● PROVIDED TEXT
= = =

Running on empty

_DSC4525289… 190… 323… I’m counting up the daily mileages in my logbook as I prepare my taxes for the year. When I get through it will total over 49,000 business miles, a tally marked by milestones such as oil changes (one every three weeks) and a seemingly endless number of repairs, including a rebuilt transmission. I didn’t fix the power steering in the Volvo, though; at the end of the day my arms are sore and my neck is stiff from wheeling the stubborn vehicle around trailer park driveways and apartment complex parking lots. I joke that the “workout” saves me money on gym fees, but the nagging pain in my lower back makes me wonder if the car is holding up better than I am.

I’ve been making these runs twice a day, five days a week, for the last year, ever since the pharmacy spun off the delivery service to an outside contractor. Before, I split my workweek between driving and shooting high school sports for a yearbook company. But the photography job ended right when the new company took over, and since then I’ve been on the road beginning at 10 a.m., returning at five for another round of evening deliveries, driving the same rural back roads and urban neighborhoods every day.

In November I made a decision to cut back to one run a day, the morning one. It was getting dark earlier and my night vision isn’t what it used to be. I’m having trouble judging distances in the darkness, and the high beams in my eyes give me splitting headaches. Plus the evening run is hell on having any kind of social life, or practicing with a band. It would mean less money, but I’ve felt that every hour you spend working at a job you don’t like is an hour you’re not spending doing something that will get you out of there.

So what am I doing with my newly acquired free time? Filling out job applications online, putting up fliers for my sound business, practicing the bass, joining networking groups. It seems counter-intuitive to decrease my wage-earning work in the present economic environment, but I have more energy and concentration without my driving schedule shattering my day into useless, unpredictable fragments. I just hope it pays off.

= = =

● RECORDED INFORMATION
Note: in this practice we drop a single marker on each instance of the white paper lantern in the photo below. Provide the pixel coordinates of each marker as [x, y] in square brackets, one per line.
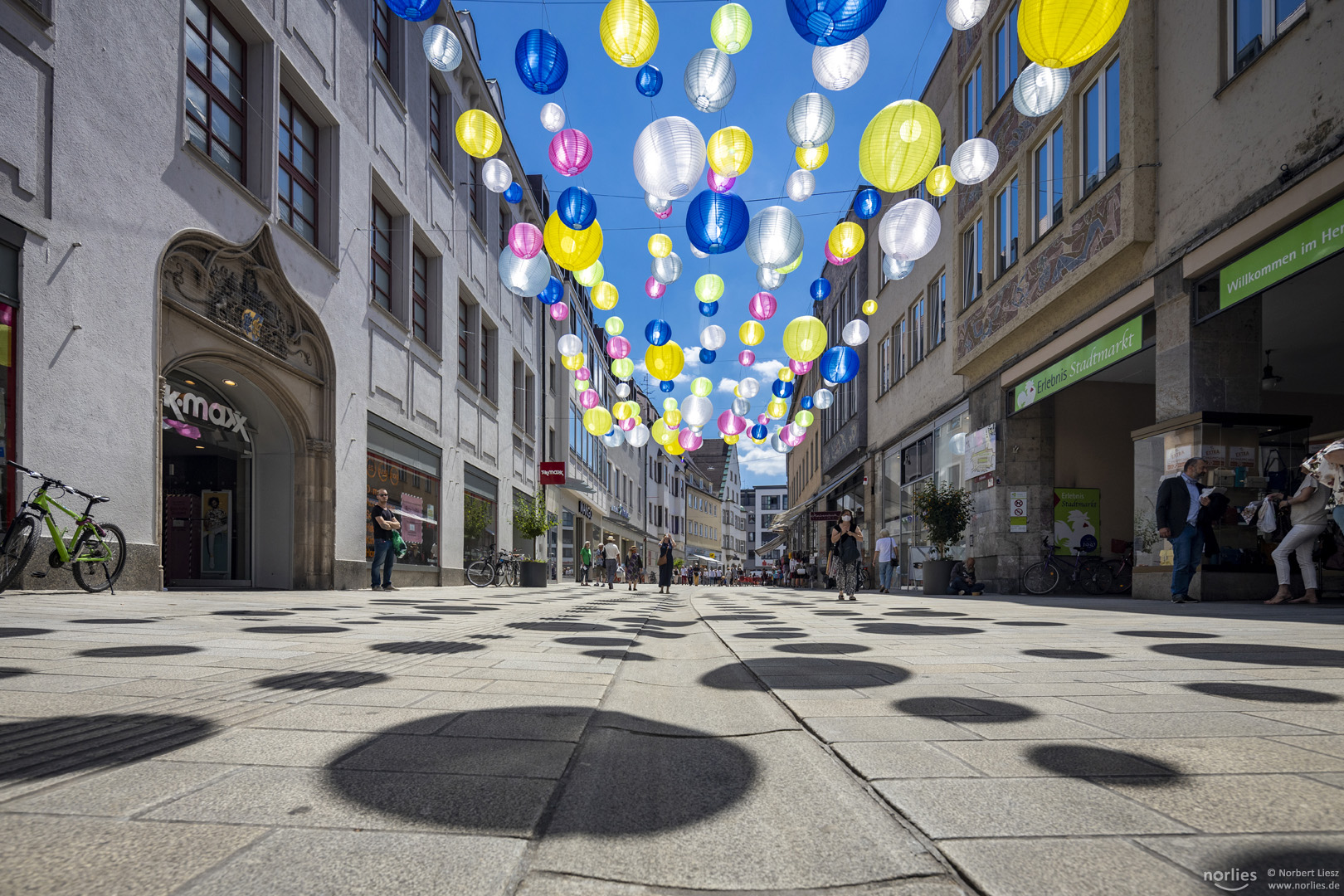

= = =

● PROBLEM 1
Answer these questions about the essay on delivery driving, one per line:
(a) How often does the writer get an oil change?
(b) At what time do the writer's morning deliveries begin?
(c) In which month did the writer decide to cut back to one run a day?
● PROBLEM 2
Reproduce the portion of the delivery-driving essay between "In November I" and "out of there.", inclusive.

● TASK RESULT 1
(a) One every three weeks.
(b) At 10 a.m.
(c) In November.

● TASK RESULT 2
In November I made a decision to cut back to one run a day, the morning one. It was getting dark earlier and my night vision isn’t what it used to be. I’m having trouble judging distances in the darkness, and the high beams in my eyes give me splitting headaches. Plus the evening run is hell on having any kind of social life, or practicing with a band. It would mean less money, but I’ve felt that every hour you spend working at a job you don’t like is an hour you’re not spending doing something that will get you out of there.